_Brief_
An exact reproduction of the listing, minus the pictures, is the required output.

_Exercise data_

———

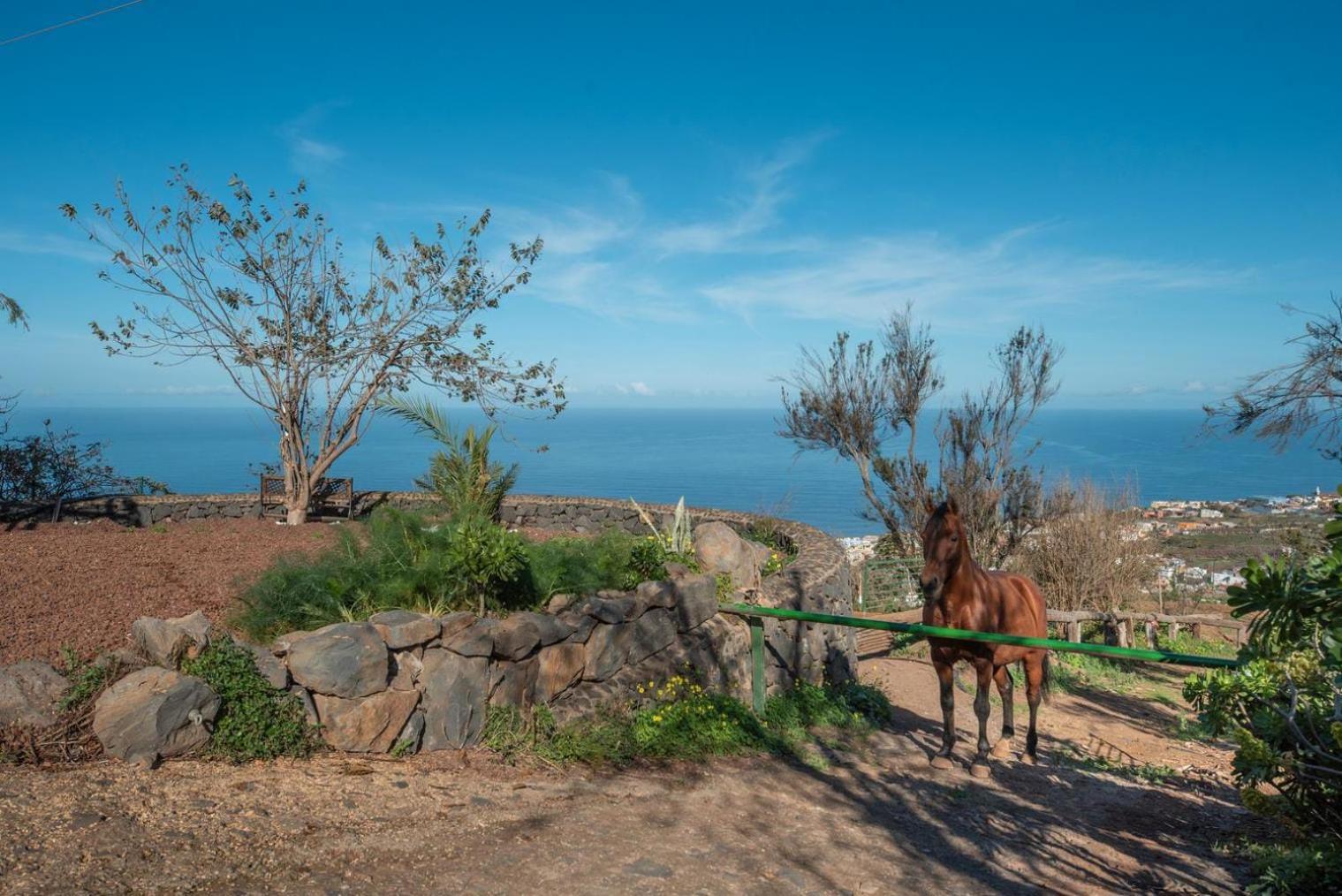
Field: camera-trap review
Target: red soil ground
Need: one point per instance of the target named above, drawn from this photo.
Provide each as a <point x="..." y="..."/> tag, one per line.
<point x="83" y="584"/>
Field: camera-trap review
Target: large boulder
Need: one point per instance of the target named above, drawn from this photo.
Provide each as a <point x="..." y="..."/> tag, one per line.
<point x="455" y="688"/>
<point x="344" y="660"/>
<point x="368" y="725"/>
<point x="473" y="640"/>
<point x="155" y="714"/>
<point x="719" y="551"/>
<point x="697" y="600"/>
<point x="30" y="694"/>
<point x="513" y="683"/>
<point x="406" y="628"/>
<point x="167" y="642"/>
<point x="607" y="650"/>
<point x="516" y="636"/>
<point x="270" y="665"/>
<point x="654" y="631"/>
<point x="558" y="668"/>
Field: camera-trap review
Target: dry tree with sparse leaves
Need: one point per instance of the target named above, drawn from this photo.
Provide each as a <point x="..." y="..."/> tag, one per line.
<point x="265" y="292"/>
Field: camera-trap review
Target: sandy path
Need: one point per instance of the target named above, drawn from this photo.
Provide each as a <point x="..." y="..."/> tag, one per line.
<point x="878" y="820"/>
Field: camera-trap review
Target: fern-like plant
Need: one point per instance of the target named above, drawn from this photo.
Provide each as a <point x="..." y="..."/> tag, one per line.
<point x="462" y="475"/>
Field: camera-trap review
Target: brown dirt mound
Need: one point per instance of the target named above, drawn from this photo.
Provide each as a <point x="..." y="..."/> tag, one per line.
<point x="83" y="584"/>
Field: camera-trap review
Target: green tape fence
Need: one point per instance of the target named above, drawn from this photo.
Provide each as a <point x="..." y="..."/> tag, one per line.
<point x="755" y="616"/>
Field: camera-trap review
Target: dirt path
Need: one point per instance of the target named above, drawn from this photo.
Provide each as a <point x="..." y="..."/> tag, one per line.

———

_Answer to this task_
Field: camera-trap review
Target: red soil ground
Need: one point per instance of the target named above, drawn from this photo.
Provide each as a <point x="..." y="..."/> tag, one per line.
<point x="83" y="584"/>
Field: camera-trap review
Target: large boulder
Need: one point per instance of the target named above, drawn from this photo.
Provide each as a <point x="..." y="..."/> tag, one per line.
<point x="455" y="688"/>
<point x="344" y="660"/>
<point x="368" y="725"/>
<point x="473" y="640"/>
<point x="155" y="714"/>
<point x="719" y="551"/>
<point x="697" y="600"/>
<point x="30" y="694"/>
<point x="513" y="683"/>
<point x="406" y="628"/>
<point x="167" y="642"/>
<point x="607" y="650"/>
<point x="516" y="636"/>
<point x="270" y="665"/>
<point x="654" y="631"/>
<point x="558" y="668"/>
Field: camera-trap review
Target: dry tree with sparse leaves
Need: one point per instance of the target named above, drawn from this photo.
Provide each as a <point x="..." y="..."/> tag, one per line.
<point x="265" y="292"/>
Field: camera-trap review
Target: sandy path
Need: one point per instance of the target named above, drawn from this photo.
Provide each as a <point x="..." y="..."/> tag, one per line.
<point x="878" y="820"/>
Field: camera-trap review
Target: fern-like plant
Need: one point per instance of the target named above, drawn from this photo.
Provide each as a <point x="..." y="..."/> tag, one per line.
<point x="462" y="475"/>
Field: camera-trap review
Target: brown dirt mound
Need: one point per instance of the target named above, drawn from this photo.
Provide each as a <point x="..." y="..."/> tag, one per line.
<point x="83" y="584"/>
Field: camera-trap review
Target: green tape fence
Need: one point per instance of the target named above, drawn from this photo.
Provide each as a <point x="..." y="..."/> tag, one per line.
<point x="755" y="616"/>
Field: camera-trap review
Target: dirt path
Need: one point per instance of the target named above, drawn from this photo.
Provide each as a <point x="..." y="..."/> tag, one per line.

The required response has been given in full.